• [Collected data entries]
-*-
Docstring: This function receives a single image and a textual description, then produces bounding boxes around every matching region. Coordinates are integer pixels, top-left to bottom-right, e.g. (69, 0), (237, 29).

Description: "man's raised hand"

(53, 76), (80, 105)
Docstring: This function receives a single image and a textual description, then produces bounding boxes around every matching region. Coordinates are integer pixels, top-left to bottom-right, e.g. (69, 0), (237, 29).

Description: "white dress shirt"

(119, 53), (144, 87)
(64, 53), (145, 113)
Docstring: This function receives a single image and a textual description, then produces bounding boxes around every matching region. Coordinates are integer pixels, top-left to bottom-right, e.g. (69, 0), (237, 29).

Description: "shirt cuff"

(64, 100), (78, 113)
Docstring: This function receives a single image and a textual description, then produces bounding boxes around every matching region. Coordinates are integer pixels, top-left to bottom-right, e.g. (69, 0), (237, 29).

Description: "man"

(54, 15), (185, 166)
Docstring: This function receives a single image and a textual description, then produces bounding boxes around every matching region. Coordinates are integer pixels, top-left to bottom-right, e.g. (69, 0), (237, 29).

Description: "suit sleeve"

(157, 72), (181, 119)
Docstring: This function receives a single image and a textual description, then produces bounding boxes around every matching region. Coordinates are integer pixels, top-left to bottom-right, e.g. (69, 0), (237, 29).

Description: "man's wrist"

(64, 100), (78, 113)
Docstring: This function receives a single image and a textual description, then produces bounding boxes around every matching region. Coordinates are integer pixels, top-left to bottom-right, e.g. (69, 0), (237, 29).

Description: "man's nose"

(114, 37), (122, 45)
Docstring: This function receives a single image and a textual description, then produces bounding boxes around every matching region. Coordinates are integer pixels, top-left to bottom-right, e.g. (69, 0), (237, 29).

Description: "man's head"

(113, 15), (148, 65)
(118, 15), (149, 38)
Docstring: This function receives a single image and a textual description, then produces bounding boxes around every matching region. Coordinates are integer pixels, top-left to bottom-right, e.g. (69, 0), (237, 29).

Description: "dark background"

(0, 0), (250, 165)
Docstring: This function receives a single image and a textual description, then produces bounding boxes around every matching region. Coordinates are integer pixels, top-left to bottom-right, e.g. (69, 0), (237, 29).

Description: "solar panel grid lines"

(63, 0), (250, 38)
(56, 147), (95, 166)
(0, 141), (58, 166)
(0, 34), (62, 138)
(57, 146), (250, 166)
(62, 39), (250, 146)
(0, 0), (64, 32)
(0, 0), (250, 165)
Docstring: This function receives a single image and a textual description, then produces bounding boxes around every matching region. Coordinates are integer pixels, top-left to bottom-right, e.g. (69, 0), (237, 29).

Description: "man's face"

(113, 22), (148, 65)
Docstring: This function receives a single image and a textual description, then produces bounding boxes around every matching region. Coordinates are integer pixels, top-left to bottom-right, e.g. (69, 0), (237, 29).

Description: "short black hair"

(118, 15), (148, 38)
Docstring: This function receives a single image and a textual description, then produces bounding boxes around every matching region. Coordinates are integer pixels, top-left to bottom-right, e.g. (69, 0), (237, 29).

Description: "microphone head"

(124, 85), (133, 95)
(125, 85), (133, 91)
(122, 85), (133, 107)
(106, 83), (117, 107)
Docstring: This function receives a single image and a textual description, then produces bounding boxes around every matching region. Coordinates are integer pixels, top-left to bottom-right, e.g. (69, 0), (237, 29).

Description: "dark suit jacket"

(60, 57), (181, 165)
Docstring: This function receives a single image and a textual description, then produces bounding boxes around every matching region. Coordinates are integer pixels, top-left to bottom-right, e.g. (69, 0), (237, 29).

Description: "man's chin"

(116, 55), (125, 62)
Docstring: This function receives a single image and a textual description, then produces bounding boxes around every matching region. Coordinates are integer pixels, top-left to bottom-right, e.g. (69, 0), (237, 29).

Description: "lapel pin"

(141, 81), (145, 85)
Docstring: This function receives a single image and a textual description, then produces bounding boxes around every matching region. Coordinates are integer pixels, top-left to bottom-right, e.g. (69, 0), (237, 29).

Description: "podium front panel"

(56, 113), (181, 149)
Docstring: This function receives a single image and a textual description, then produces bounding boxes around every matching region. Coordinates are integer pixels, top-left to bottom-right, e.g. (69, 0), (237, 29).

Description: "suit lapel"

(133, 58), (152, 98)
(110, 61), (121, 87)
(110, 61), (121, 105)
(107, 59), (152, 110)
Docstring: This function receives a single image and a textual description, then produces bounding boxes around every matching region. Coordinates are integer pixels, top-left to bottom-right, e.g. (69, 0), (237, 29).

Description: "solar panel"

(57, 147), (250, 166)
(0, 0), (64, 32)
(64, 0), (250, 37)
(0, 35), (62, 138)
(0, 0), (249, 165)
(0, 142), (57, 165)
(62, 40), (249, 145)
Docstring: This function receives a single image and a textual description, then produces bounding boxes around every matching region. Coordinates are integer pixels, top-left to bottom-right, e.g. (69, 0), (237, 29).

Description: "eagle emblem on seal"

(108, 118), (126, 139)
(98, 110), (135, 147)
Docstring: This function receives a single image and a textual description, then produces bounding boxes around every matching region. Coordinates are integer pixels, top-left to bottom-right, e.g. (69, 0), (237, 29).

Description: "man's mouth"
-*-
• [Assignment]
Without altering a single word, transcribe the entries above.

• [Task output]
Docstring: This function receives a single image and a textual description, then produces bounding boxes around every matching region. Coordinates are integer pixels, top-left to bottom-right, e.g. (69, 0), (237, 29).

Description: "man's raised hand"

(53, 76), (80, 105)
Docstring: This function receives a single image and a textual description, then produces bounding boxes around every matching region. Coordinates are integer pixels, top-left to bottom-right, e.g. (69, 0), (237, 29).

Description: "white dress shirt"

(119, 53), (144, 87)
(64, 53), (145, 113)
Docstring: This function receives a single image and a textual description, then produces bounding boxes around every matching region. Coordinates are integer pixels, top-left to bottom-right, e.g. (69, 0), (237, 29).

Description: "shirt cuff"

(64, 100), (78, 113)
Docstring: This function receives a single image and a textual description, then produces bounding boxes around every matching region. Coordinates are integer pixels, top-left to bottom-right, e.g. (69, 0), (237, 29).

Description: "man"

(54, 15), (185, 166)
Docstring: This function receives a single image and a textual description, then produces bounding boxes around every matching region. Coordinates are integer pixels, top-left to bottom-right, e.g. (69, 0), (237, 29).

Description: "suit sleeve"

(157, 72), (181, 119)
Docstring: This function receives a single image and a textual description, then produces bounding boxes around every matching region. Coordinates are integer pixels, top-left to bottom-right, e.g. (69, 0), (237, 29).

Description: "man's wrist"

(64, 100), (78, 113)
Docstring: This function receives a single image and a textual description, then produces bounding boxes around every matching region. Coordinates are integer pixels, top-left to bottom-right, e.g. (69, 0), (237, 29).

Description: "man's nose"

(114, 37), (122, 45)
Docstring: This function receives a single image and a textual description, then produces bounding boxes around every matching region. Coordinates are integer pixels, top-left to bottom-right, e.g. (69, 0), (237, 29).

Description: "man's head"

(113, 15), (148, 65)
(118, 15), (149, 38)
Docstring: This function receives a single image and a textual description, then produces bounding boxes around every matching region. Coordinates are integer pixels, top-left to bottom-right, e.g. (69, 0), (237, 29).

Description: "dark background"

(0, 0), (250, 165)
Docstring: This function receives a single image and a textual description, then produces bounding boxes around every matching region. Coordinates are integer pixels, top-left to bottom-right, e.g. (69, 0), (237, 29).

Description: "solar panel grid lines"

(63, 0), (250, 38)
(56, 147), (95, 166)
(0, 141), (58, 166)
(0, 34), (62, 138)
(57, 146), (250, 166)
(62, 39), (250, 146)
(0, 0), (64, 32)
(0, 0), (250, 165)
Docstring: This function receives a single image and a textual description, then produces bounding boxes around every matching region. Coordinates are integer pixels, top-left to bottom-right, e.g. (69, 0), (237, 29).

Description: "man's face"

(113, 22), (148, 65)
Docstring: This function receives a single image and a textual description, then produces bounding boxes around every matching region. Coordinates are integer pixels, top-left to bottom-right, e.g. (69, 0), (237, 29).

Description: "short black hair"

(118, 15), (148, 38)
Docstring: This function receives a single image and a textual description, then produces bounding boxes around every matching region. Coordinates are integer pixels, top-left to bottom-right, e.g. (69, 0), (237, 29).

Description: "microphone head"

(124, 85), (133, 95)
(125, 85), (133, 91)
(122, 85), (133, 107)
(106, 83), (117, 107)
Docstring: This function receives a single image and a textual description, then produces bounding boxes around every matching region. Coordinates are integer pixels, top-left to bottom-right, e.g. (69, 0), (237, 29).

Description: "dark suit jacket"

(60, 57), (181, 165)
Docstring: This function receives a single image and a textual description, then produces bounding boxes around every matching region. Coordinates are integer pixels, top-left to bottom-right, e.g. (69, 0), (237, 29).

Description: "man's chin"

(116, 55), (125, 62)
Docstring: This function receives a single image and a textual description, then produces bounding boxes around every matching region. Coordinates are integer pixels, top-left to bottom-right, e.g. (69, 0), (237, 29).

Description: "lapel pin"

(141, 81), (145, 85)
Docstring: This function receives a single image and a textual description, then produces bounding boxes around every matching region. Coordinates are integer pixels, top-left to bottom-right, e.g. (69, 0), (237, 29).

Description: "podium front panel"

(56, 113), (181, 149)
Docstring: This function receives a single image and a textual description, then produces bounding boxes around every matching region. Coordinates are integer pixels, top-left to bottom-right, e.g. (69, 0), (237, 29).

Description: "suit lapel"

(133, 58), (152, 98)
(110, 61), (121, 87)
(110, 61), (121, 105)
(107, 59), (152, 110)
Docstring: This function receives a single image and a textual description, then produces bounding boxes around every matching region. Coordinates are integer pixels, top-left to bottom-right, e.g. (69, 0), (237, 29).

Description: "solar panel"

(57, 147), (250, 166)
(0, 0), (64, 32)
(64, 0), (250, 37)
(0, 35), (62, 138)
(0, 0), (249, 165)
(0, 142), (57, 165)
(62, 40), (249, 145)
Docstring: This function receives a single image and a textual description, then produces bounding boxes around every matching region. Coordinates are integer pixels, top-left to bottom-right, e.g. (69, 0), (237, 29).

Description: "eagle emblem on seal"

(108, 118), (126, 139)
(98, 110), (135, 147)
Docstring: This function receives a single image and a textual description, then produces bounding boxes around every matching region. Coordinates are integer pixels, top-left to bottom-right, e.g. (69, 0), (237, 29).

Description: "man's mouth"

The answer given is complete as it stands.